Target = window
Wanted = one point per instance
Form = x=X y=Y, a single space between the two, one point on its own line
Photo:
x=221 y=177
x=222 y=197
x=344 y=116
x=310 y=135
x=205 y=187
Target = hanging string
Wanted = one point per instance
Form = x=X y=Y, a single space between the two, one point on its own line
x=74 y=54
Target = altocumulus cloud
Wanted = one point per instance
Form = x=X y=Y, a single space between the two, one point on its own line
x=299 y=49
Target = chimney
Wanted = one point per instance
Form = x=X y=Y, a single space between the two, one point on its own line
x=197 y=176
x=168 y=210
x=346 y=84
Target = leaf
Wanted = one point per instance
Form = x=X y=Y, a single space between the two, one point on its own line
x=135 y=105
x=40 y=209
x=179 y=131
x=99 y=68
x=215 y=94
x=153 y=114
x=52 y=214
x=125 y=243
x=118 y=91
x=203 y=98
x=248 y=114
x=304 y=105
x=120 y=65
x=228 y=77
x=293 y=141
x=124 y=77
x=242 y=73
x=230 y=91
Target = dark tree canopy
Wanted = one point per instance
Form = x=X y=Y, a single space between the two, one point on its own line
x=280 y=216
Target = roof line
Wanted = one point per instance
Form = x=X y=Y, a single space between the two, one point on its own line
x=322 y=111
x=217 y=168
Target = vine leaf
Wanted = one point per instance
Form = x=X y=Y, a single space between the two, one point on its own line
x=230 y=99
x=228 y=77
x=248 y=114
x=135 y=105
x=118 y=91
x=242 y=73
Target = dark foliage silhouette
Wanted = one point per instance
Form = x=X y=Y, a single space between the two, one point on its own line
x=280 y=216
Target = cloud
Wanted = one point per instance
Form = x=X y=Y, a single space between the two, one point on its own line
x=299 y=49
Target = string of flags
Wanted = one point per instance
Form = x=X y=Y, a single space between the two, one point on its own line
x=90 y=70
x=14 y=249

==*==

§ About this exercise: Write out exactly the lines that run from the one containing "Target = leaf" to the end of the records, both end lines included.

§ Completed exercise:
Target = leaf
Wanted = one point per instance
Form = x=X y=Y, a single space between the two, one point on its own line
x=135 y=105
x=40 y=209
x=179 y=131
x=99 y=68
x=215 y=94
x=153 y=114
x=52 y=214
x=125 y=243
x=118 y=91
x=203 y=98
x=248 y=114
x=304 y=105
x=120 y=65
x=228 y=77
x=293 y=141
x=124 y=77
x=242 y=73
x=230 y=91
Target = dark tree canopy
Wanted = one point per instance
Form = x=X y=Y, a single space between the two, one point on its own line
x=280 y=216
Target = roof line
Wanted = one point per instance
Form = x=X y=Y, a single space between the two, one point on its own line
x=322 y=111
x=217 y=168
Target = vine leaf
Wanted = one point per instance
Form = x=X y=Y, a single space between the two, one point on its own line
x=230 y=99
x=228 y=77
x=248 y=114
x=135 y=105
x=118 y=91
x=242 y=73
Target = dark foliage silhouette
Wanted = one point per instance
Form = x=X y=Y, a single space between the two, one point on its own line
x=280 y=216
Target = cloud
Wanted = one point per instance
Form = x=X y=Y, a single space between the two, one point on its own line
x=299 y=49
Target = string of flags
Wanted = one point per instance
Form = x=X y=Y, a single space between the two, one point on its own line
x=90 y=70
x=14 y=249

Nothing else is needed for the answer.